• **Problem to solve**
Rewrite the stretch from the line containing "target | wristwatch" through the end of the material, requests included, and scale every point coordinate in the answers by 0.25, rounding to whole numbers with halves rounded up. Leave all other lines unchanged.

>> begin Extracted material

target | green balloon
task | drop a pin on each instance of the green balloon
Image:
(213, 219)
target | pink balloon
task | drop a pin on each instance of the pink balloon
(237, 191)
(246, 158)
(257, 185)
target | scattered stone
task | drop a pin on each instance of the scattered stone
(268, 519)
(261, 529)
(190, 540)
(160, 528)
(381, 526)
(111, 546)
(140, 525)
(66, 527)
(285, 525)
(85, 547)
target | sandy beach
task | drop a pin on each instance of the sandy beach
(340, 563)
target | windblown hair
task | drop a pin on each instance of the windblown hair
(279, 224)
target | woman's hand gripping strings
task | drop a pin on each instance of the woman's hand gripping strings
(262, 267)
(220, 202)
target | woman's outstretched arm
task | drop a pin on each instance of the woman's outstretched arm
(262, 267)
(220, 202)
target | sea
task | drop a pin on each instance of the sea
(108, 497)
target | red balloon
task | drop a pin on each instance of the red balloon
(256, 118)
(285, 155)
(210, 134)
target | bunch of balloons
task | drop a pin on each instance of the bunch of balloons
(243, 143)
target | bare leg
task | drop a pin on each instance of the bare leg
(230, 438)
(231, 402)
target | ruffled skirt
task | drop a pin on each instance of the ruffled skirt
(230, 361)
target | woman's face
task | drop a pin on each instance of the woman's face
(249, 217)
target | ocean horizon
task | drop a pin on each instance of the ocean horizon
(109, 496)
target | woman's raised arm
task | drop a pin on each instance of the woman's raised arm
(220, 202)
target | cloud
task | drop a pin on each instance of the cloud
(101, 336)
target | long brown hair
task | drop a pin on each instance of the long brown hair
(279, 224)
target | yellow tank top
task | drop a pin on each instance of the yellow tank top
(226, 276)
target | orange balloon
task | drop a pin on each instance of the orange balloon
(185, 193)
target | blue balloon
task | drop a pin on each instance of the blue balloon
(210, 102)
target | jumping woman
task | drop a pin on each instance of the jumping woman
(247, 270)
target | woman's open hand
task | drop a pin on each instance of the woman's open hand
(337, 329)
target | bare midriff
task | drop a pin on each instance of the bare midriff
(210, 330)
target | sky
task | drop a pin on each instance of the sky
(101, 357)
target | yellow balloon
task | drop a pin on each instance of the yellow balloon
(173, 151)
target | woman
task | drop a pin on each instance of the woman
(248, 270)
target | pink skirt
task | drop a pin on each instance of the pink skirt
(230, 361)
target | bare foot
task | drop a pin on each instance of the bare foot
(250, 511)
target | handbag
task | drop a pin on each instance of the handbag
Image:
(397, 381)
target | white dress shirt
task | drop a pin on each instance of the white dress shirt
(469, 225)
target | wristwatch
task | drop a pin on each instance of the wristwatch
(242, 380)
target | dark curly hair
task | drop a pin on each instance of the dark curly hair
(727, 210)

>> end Extracted material

• **Response**
target | wristwatch
task | drop a pin on each instance of the wristwatch
(61, 95)
target | dark curly hair
task | drop a pin on each instance of the dark curly hair
(182, 53)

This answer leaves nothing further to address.